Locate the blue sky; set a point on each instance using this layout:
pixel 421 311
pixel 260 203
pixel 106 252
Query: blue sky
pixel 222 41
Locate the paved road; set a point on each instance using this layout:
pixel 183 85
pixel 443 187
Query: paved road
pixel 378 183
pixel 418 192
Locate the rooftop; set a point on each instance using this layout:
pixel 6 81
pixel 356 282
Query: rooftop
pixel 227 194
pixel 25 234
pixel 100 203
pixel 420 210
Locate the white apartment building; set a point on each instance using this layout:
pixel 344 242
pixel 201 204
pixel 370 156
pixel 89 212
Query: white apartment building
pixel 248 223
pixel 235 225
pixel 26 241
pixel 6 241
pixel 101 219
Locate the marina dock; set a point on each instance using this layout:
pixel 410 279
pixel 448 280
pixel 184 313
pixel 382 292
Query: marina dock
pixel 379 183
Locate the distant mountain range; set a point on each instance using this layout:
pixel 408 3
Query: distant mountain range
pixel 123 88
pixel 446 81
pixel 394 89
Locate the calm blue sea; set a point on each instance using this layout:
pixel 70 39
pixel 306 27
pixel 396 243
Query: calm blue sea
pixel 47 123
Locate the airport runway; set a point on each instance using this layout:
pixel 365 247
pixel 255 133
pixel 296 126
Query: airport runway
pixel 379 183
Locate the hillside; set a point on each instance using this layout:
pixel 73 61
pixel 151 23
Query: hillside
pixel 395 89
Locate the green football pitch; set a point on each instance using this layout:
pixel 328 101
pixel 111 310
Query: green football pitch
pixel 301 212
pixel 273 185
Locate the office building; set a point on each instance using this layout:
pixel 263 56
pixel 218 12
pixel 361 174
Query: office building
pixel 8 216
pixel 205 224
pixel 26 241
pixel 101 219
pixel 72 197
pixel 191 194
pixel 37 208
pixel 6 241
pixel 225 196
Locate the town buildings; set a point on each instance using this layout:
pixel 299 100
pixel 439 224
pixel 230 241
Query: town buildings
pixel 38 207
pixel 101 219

- _The task_
Update all the records above by changing "layout" to "format" and keep every other part the same.

- _Answer to the task_
Locate the blue sky; set a point on each instance using this format:
pixel 421 311
pixel 260 203
pixel 106 252
Query: blue sky
pixel 222 41
Locate the paved road; set a point on each instance using this format:
pixel 183 85
pixel 443 187
Query: paved road
pixel 378 183
pixel 418 192
Locate the rooftop; set a point on each instance using this format:
pixel 6 81
pixel 356 282
Query: rooftop
pixel 227 194
pixel 25 234
pixel 100 203
pixel 420 210
Locate the white apartment building; set a point on each instance using this format:
pixel 344 242
pixel 201 204
pixel 370 156
pixel 89 212
Query: white apartment building
pixel 248 223
pixel 235 225
pixel 26 241
pixel 6 241
pixel 101 219
Locate the marina dock; set a point on each instance using this format:
pixel 410 279
pixel 448 280
pixel 184 313
pixel 382 292
Query: marina dock
pixel 379 183
Locate the distant mountain range; set a point on each instance using this format:
pixel 408 3
Query: distant mountain range
pixel 123 88
pixel 446 81
pixel 394 89
Locate the calm blue sea; set a point on each instance using this format:
pixel 70 39
pixel 306 27
pixel 396 243
Query: calm blue sea
pixel 47 123
Locate the airport runway; set a point on each instance using this format:
pixel 365 247
pixel 255 133
pixel 296 126
Query: airport runway
pixel 379 183
Locate the hillside; set a point on each instance using this format:
pixel 73 61
pixel 151 23
Query: hillside
pixel 395 89
Locate the green football pitch; set a point on each instance using this format:
pixel 328 101
pixel 111 310
Query: green football pitch
pixel 301 212
pixel 273 185
Locate the office building; set a point on each instance using this format:
pixel 263 56
pixel 218 12
pixel 361 174
Query: office building
pixel 8 216
pixel 205 224
pixel 26 241
pixel 101 219
pixel 72 197
pixel 191 194
pixel 37 208
pixel 6 241
pixel 225 196
Locate the town buildings; set a point on each instance using this format:
pixel 299 100
pixel 439 224
pixel 230 241
Query: town buildings
pixel 38 207
pixel 101 219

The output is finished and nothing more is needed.